Rewrite the rows from the line with "Where can you see the stacked" through the end of the rows, keeping the request line and offsetting every coordinate in the answers by adding 12 to each number.

==== EXERCISE INPUTS ====

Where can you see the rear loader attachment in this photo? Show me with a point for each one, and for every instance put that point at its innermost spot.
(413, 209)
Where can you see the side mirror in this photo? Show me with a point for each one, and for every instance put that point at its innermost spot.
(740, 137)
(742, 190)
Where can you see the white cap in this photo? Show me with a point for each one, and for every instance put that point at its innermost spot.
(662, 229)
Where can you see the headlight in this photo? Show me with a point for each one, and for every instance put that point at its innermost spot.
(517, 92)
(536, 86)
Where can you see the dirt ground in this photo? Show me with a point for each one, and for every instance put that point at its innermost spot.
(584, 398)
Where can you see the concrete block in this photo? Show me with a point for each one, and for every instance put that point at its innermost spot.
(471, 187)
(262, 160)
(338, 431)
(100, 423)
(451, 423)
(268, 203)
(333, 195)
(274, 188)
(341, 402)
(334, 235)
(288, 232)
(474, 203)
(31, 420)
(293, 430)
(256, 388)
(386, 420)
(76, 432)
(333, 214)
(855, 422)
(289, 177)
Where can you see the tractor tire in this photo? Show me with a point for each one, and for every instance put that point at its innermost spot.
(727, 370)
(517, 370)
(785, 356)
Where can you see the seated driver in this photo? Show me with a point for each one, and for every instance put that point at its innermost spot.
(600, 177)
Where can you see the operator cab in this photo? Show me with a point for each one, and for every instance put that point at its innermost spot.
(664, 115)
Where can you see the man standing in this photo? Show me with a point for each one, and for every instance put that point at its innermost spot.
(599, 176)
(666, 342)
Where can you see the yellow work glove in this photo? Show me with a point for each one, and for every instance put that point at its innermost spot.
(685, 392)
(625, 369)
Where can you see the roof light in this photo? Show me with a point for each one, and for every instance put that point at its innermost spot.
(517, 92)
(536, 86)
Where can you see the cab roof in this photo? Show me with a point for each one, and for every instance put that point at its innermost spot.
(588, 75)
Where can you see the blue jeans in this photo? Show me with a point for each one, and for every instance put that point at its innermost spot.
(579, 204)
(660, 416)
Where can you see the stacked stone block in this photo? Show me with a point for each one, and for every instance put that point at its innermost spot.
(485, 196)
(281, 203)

====

■ **RESPONSE FOR THIS EXERCISE**:
Where can you see the stacked stone block in this photo? Show me with a point for each one, and for every instance put that point at its innermost spot.
(497, 208)
(293, 215)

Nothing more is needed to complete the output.